Page extract
** start **
# Speaker placement w/Projection Screen



## MatrixDweller (Jul 24, 2007)

I have some Klipsch RB81 bookshelves and a RC62 center and will be using a 92" projection screen. How should I place the speakers in relation to the screen for optimal results? 

Some examples:
1) Mount the speakers with wall mounts, bookshelves to either side of the screen and center channel just below all firing parallel to the floor.
2) Use stands and keep all the tweeters on the same plane and in line with ear height.
3) Use stands or mounts for the bookshelves and have them centered on either side of the screen and tilted down so that the tweeters fire inline with ear height. Center would be below the screen either stand or wall mounted and angled slightly.

I know from past experiences with normal TVs and speakers that were too low it sounded like the movies were coming out of the floor rather than the screen. Any suggestions would be appreciated. Also the benefits/drawbacks personal experiences of speaker stands vs wall mounts would be nice.


----------



## bpape (Sep 14, 2006)

Keep the L and R somewhere between seated ear level and screen center.

Bryan


----------



## tonyvdb (Sep 5, 2007)
** end **
[Dataset rows]
** start **
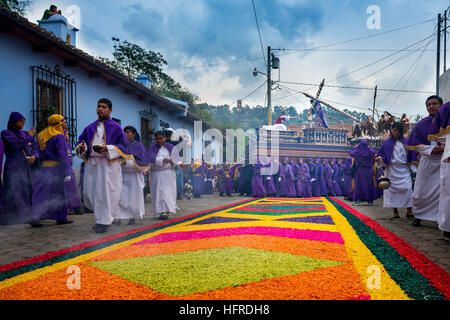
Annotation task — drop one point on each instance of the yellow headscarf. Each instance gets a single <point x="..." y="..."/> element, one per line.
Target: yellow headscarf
<point x="55" y="127"/>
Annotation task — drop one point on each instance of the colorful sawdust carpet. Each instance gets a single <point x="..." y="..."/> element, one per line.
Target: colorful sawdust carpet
<point x="260" y="249"/>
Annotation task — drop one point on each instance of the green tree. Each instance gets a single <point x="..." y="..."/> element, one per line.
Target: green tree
<point x="17" y="6"/>
<point x="133" y="60"/>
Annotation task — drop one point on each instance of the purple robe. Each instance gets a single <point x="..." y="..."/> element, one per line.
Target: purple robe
<point x="335" y="179"/>
<point x="321" y="179"/>
<point x="440" y="125"/>
<point x="418" y="137"/>
<point x="114" y="135"/>
<point x="268" y="181"/>
<point x="281" y="180"/>
<point x="227" y="181"/>
<point x="313" y="173"/>
<point x="70" y="187"/>
<point x="387" y="148"/>
<point x="364" y="185"/>
<point x="289" y="181"/>
<point x="328" y="176"/>
<point x="198" y="180"/>
<point x="258" y="189"/>
<point x="209" y="188"/>
<point x="49" y="197"/>
<point x="2" y="151"/>
<point x="18" y="176"/>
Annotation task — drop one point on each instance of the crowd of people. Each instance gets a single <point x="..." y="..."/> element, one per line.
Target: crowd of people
<point x="39" y="182"/>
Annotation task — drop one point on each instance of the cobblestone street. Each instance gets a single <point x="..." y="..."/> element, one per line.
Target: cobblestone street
<point x="19" y="242"/>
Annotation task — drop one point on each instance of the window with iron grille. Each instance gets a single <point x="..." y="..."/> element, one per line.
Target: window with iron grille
<point x="54" y="92"/>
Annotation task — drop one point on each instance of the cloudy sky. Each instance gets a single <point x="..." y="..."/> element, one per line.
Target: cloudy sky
<point x="212" y="46"/>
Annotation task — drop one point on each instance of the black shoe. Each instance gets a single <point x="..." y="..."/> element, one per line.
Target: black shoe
<point x="100" y="228"/>
<point x="416" y="222"/>
<point x="59" y="222"/>
<point x="36" y="223"/>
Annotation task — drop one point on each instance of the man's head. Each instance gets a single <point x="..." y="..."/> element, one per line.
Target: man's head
<point x="160" y="138"/>
<point x="433" y="104"/>
<point x="130" y="132"/>
<point x="104" y="108"/>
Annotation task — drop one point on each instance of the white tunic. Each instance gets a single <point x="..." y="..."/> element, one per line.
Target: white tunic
<point x="131" y="204"/>
<point x="444" y="197"/>
<point x="102" y="181"/>
<point x="426" y="188"/>
<point x="399" y="194"/>
<point x="163" y="184"/>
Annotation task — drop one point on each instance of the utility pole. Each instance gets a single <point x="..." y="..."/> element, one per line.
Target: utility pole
<point x="438" y="53"/>
<point x="269" y="87"/>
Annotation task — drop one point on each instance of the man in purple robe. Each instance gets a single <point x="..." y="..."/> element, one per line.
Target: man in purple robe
<point x="21" y="152"/>
<point x="258" y="189"/>
<point x="335" y="178"/>
<point x="49" y="197"/>
<point x="321" y="178"/>
<point x="289" y="179"/>
<point x="227" y="182"/>
<point x="101" y="145"/>
<point x="313" y="172"/>
<point x="70" y="187"/>
<point x="198" y="178"/>
<point x="426" y="190"/>
<point x="348" y="180"/>
<point x="305" y="181"/>
<point x="2" y="151"/>
<point x="364" y="185"/>
<point x="440" y="132"/>
<point x="296" y="172"/>
<point x="268" y="180"/>
<point x="328" y="176"/>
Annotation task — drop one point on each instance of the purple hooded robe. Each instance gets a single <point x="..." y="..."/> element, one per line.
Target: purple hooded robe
<point x="18" y="175"/>
<point x="364" y="184"/>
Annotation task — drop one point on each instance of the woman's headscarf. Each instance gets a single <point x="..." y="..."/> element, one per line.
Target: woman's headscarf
<point x="55" y="127"/>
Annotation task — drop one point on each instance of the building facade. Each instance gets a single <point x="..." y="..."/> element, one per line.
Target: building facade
<point x="43" y="72"/>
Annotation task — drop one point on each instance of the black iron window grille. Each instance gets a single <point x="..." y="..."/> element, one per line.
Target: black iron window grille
<point x="54" y="92"/>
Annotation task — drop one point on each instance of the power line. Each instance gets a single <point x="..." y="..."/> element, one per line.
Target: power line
<point x="259" y="33"/>
<point x="361" y="38"/>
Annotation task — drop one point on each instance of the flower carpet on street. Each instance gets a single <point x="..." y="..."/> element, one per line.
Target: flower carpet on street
<point x="259" y="249"/>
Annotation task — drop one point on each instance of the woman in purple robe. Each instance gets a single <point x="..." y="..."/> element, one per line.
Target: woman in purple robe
<point x="328" y="175"/>
<point x="348" y="180"/>
<point x="21" y="152"/>
<point x="2" y="151"/>
<point x="70" y="187"/>
<point x="268" y="180"/>
<point x="305" y="181"/>
<point x="289" y="179"/>
<point x="296" y="171"/>
<point x="340" y="176"/>
<point x="281" y="180"/>
<point x="49" y="198"/>
<point x="313" y="172"/>
<point x="335" y="178"/>
<point x="198" y="178"/>
<point x="258" y="189"/>
<point x="321" y="178"/>
<point x="364" y="185"/>
<point x="227" y="181"/>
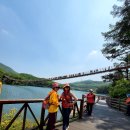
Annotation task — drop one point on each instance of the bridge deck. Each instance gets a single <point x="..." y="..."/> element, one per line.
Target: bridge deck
<point x="103" y="118"/>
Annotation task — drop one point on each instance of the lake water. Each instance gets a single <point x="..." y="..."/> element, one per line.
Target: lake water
<point x="28" y="92"/>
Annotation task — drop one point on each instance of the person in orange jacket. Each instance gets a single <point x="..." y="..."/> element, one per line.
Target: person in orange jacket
<point x="67" y="104"/>
<point x="0" y="86"/>
<point x="90" y="101"/>
<point x="127" y="102"/>
<point x="53" y="106"/>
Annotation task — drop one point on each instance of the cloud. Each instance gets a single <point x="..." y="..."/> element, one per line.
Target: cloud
<point x="93" y="53"/>
<point x="4" y="31"/>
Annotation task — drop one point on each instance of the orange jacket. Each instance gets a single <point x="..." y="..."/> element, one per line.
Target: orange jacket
<point x="53" y="101"/>
<point x="127" y="101"/>
<point x="90" y="98"/>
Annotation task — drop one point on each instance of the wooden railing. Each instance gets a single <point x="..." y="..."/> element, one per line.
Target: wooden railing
<point x="76" y="113"/>
<point x="116" y="103"/>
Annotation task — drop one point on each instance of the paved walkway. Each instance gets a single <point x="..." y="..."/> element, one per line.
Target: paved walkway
<point x="103" y="118"/>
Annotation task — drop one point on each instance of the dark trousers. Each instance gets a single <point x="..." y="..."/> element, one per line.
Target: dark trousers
<point x="51" y="121"/>
<point x="66" y="113"/>
<point x="128" y="110"/>
<point x="89" y="108"/>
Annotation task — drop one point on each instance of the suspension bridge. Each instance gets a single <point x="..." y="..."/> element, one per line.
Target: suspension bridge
<point x="92" y="72"/>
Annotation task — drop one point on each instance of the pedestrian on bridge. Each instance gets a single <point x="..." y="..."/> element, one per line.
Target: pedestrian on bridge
<point x="67" y="104"/>
<point x="0" y="86"/>
<point x="53" y="106"/>
<point x="90" y="101"/>
<point x="127" y="102"/>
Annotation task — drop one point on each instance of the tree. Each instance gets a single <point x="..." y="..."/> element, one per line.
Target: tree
<point x="119" y="34"/>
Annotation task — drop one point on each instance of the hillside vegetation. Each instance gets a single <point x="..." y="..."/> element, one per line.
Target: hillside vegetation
<point x="88" y="84"/>
<point x="9" y="76"/>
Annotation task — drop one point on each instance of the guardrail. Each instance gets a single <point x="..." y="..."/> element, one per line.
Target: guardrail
<point x="26" y="105"/>
<point x="116" y="103"/>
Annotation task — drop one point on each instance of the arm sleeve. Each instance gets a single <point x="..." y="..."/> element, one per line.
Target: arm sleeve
<point x="54" y="100"/>
<point x="75" y="98"/>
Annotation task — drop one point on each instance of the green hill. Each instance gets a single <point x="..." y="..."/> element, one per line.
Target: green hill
<point x="6" y="69"/>
<point x="88" y="84"/>
<point x="9" y="76"/>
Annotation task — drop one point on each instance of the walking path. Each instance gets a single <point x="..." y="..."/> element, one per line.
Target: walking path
<point x="103" y="118"/>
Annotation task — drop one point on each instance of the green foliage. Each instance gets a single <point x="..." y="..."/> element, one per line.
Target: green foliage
<point x="118" y="37"/>
<point x="17" y="125"/>
<point x="102" y="90"/>
<point x="120" y="89"/>
<point x="87" y="84"/>
<point x="9" y="76"/>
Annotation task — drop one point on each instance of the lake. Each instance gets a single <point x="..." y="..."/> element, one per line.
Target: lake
<point x="28" y="92"/>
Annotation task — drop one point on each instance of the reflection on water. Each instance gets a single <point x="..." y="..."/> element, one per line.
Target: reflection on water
<point x="28" y="92"/>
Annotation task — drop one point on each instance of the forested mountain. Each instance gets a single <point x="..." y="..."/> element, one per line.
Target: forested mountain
<point x="88" y="84"/>
<point x="9" y="76"/>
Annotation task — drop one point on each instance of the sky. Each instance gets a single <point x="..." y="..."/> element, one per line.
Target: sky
<point x="49" y="38"/>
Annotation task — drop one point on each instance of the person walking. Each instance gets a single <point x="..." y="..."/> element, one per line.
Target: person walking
<point x="127" y="102"/>
<point x="53" y="106"/>
<point x="0" y="86"/>
<point x="67" y="104"/>
<point x="90" y="101"/>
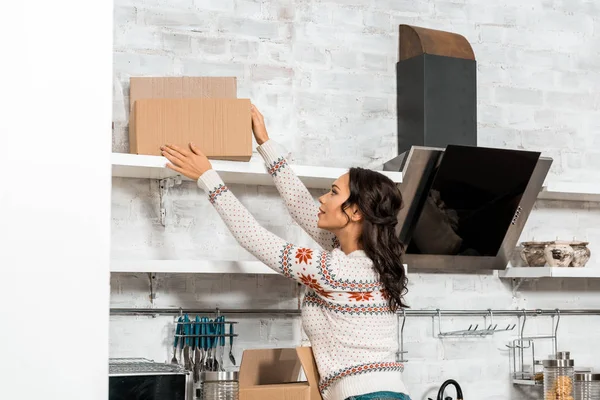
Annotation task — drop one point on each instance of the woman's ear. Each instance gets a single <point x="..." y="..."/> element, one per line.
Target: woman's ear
<point x="356" y="214"/>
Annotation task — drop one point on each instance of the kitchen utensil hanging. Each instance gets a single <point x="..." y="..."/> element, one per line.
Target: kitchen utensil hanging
<point x="473" y="330"/>
<point x="202" y="343"/>
<point x="522" y="344"/>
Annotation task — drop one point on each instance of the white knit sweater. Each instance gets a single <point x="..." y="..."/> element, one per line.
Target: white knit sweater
<point x="345" y="313"/>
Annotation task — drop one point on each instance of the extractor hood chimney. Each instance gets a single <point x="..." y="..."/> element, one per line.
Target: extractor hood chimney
<point x="465" y="206"/>
<point x="437" y="89"/>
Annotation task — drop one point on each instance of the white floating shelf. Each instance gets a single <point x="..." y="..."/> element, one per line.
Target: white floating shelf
<point x="549" y="272"/>
<point x="250" y="173"/>
<point x="190" y="266"/>
<point x="571" y="191"/>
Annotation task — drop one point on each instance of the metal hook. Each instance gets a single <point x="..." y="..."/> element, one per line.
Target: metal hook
<point x="491" y="326"/>
<point x="555" y="339"/>
<point x="402" y="352"/>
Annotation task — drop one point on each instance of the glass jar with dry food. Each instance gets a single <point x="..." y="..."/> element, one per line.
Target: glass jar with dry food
<point x="586" y="386"/>
<point x="558" y="378"/>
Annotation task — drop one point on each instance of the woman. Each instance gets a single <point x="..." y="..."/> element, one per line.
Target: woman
<point x="356" y="281"/>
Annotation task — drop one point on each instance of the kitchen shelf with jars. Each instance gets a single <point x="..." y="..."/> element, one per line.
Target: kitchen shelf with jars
<point x="190" y="266"/>
<point x="553" y="259"/>
<point x="126" y="165"/>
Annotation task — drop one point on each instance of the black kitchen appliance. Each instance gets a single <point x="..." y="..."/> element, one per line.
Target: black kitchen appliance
<point x="465" y="206"/>
<point x="141" y="379"/>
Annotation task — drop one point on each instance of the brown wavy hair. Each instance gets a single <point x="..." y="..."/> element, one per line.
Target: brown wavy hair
<point x="379" y="200"/>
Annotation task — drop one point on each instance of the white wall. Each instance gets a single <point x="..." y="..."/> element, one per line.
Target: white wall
<point x="323" y="75"/>
<point x="55" y="97"/>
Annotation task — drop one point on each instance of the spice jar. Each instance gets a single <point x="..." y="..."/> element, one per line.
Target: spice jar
<point x="558" y="378"/>
<point x="222" y="385"/>
<point x="586" y="386"/>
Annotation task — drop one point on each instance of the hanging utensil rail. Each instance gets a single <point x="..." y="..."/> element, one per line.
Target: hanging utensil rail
<point x="408" y="313"/>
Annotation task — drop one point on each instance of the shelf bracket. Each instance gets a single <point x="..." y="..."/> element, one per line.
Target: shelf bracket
<point x="152" y="279"/>
<point x="163" y="190"/>
<point x="516" y="285"/>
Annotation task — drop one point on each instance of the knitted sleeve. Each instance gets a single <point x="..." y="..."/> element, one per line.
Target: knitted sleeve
<point x="310" y="267"/>
<point x="298" y="200"/>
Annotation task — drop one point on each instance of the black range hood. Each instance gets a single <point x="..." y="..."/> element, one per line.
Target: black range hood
<point x="464" y="206"/>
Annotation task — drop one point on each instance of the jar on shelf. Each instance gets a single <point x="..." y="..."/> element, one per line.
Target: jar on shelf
<point x="558" y="378"/>
<point x="221" y="385"/>
<point x="586" y="386"/>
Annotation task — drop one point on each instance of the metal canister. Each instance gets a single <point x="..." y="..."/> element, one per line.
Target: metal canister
<point x="586" y="386"/>
<point x="558" y="378"/>
<point x="221" y="385"/>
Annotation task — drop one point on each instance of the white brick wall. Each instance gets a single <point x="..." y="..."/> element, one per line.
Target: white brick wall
<point x="323" y="74"/>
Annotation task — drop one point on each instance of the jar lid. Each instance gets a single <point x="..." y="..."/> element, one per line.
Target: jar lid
<point x="218" y="376"/>
<point x="586" y="377"/>
<point x="559" y="363"/>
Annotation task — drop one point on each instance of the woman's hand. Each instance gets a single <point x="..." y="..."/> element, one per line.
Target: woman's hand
<point x="191" y="163"/>
<point x="258" y="125"/>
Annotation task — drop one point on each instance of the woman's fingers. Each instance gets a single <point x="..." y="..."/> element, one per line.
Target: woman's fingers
<point x="178" y="149"/>
<point x="173" y="158"/>
<point x="196" y="150"/>
<point x="175" y="168"/>
<point x="173" y="153"/>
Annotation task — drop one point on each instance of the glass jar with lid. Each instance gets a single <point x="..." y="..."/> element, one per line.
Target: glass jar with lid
<point x="218" y="385"/>
<point x="586" y="386"/>
<point x="558" y="378"/>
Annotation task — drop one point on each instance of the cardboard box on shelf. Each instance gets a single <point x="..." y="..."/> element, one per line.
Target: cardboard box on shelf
<point x="221" y="128"/>
<point x="181" y="87"/>
<point x="273" y="374"/>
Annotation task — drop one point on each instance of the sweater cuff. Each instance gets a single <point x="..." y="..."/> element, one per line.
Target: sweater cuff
<point x="270" y="152"/>
<point x="210" y="180"/>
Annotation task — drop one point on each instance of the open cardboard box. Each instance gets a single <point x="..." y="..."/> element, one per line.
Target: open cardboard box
<point x="275" y="374"/>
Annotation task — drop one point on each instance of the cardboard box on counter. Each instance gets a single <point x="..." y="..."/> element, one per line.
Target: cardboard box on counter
<point x="221" y="128"/>
<point x="181" y="87"/>
<point x="273" y="374"/>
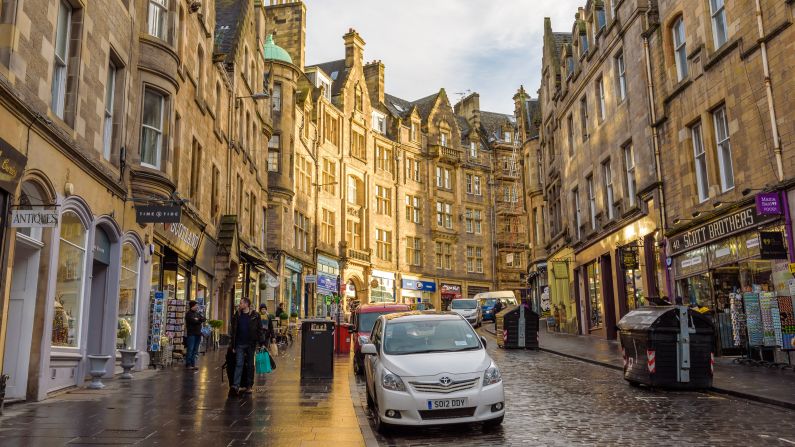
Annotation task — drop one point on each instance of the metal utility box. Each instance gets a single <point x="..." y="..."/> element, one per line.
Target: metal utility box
<point x="667" y="347"/>
<point x="517" y="328"/>
<point x="317" y="349"/>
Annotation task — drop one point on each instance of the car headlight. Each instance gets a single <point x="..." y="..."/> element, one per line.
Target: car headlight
<point x="492" y="375"/>
<point x="392" y="381"/>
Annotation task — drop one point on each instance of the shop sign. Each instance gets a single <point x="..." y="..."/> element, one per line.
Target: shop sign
<point x="629" y="259"/>
<point x="425" y="286"/>
<point x="745" y="219"/>
<point x="772" y="245"/>
<point x="33" y="219"/>
<point x="12" y="163"/>
<point x="768" y="203"/>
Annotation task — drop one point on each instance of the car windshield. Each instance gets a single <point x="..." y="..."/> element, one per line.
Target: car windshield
<point x="423" y="336"/>
<point x="367" y="320"/>
<point x="464" y="304"/>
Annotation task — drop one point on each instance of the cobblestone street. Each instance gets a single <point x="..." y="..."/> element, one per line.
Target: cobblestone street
<point x="553" y="400"/>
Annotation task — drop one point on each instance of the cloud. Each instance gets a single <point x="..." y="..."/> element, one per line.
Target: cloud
<point x="488" y="46"/>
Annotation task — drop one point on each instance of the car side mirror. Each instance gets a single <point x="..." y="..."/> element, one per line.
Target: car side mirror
<point x="369" y="349"/>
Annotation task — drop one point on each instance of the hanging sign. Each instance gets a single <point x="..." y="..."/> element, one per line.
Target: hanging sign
<point x="771" y="245"/>
<point x="158" y="214"/>
<point x="33" y="219"/>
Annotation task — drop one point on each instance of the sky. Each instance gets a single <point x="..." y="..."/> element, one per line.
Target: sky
<point x="486" y="46"/>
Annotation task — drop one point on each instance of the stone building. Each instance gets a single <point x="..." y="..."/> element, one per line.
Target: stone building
<point x="601" y="186"/>
<point x="108" y="106"/>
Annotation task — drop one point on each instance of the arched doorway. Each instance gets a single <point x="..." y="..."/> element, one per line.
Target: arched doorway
<point x="25" y="278"/>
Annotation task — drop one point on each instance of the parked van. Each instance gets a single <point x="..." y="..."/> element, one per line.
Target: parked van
<point x="487" y="301"/>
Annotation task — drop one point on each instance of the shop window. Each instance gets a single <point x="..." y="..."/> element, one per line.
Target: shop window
<point x="69" y="283"/>
<point x="128" y="297"/>
<point x="594" y="295"/>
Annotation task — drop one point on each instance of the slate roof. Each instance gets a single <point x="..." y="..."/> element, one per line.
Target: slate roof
<point x="229" y="15"/>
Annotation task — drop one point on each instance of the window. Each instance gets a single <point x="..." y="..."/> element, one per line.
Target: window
<point x="152" y="128"/>
<point x="584" y="117"/>
<point x="383" y="244"/>
<point x="353" y="234"/>
<point x="67" y="315"/>
<point x="276" y="97"/>
<point x="413" y="209"/>
<point x="591" y="201"/>
<point x="594" y="295"/>
<point x="725" y="164"/>
<point x="107" y="125"/>
<point x="327" y="231"/>
<point x="474" y="259"/>
<point x="444" y="214"/>
<point x="443" y="178"/>
<point x="607" y="174"/>
<point x="600" y="96"/>
<point x="329" y="178"/>
<point x="274" y="152"/>
<point x="128" y="297"/>
<point x="158" y="19"/>
<point x="195" y="173"/>
<point x="444" y="255"/>
<point x="60" y="69"/>
<point x="718" y="12"/>
<point x="358" y="146"/>
<point x="413" y="251"/>
<point x="575" y="194"/>
<point x="700" y="161"/>
<point x="629" y="163"/>
<point x="383" y="200"/>
<point x="622" y="76"/>
<point x="383" y="159"/>
<point x="570" y="130"/>
<point x="300" y="231"/>
<point x="680" y="48"/>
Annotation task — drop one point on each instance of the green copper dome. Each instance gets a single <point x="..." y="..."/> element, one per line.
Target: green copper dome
<point x="275" y="52"/>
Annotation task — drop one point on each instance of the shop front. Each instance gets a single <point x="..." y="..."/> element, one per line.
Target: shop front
<point x="727" y="267"/>
<point x="382" y="287"/>
<point x="293" y="285"/>
<point x="327" y="286"/>
<point x="416" y="292"/>
<point x="448" y="293"/>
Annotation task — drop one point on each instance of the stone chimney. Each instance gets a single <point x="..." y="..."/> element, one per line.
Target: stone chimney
** end **
Goal of the exercise
In the speaker placement thread, where does bpape say to keep the left and right speakers?

Solution to this task
Somewhere between seated ear level and screen center.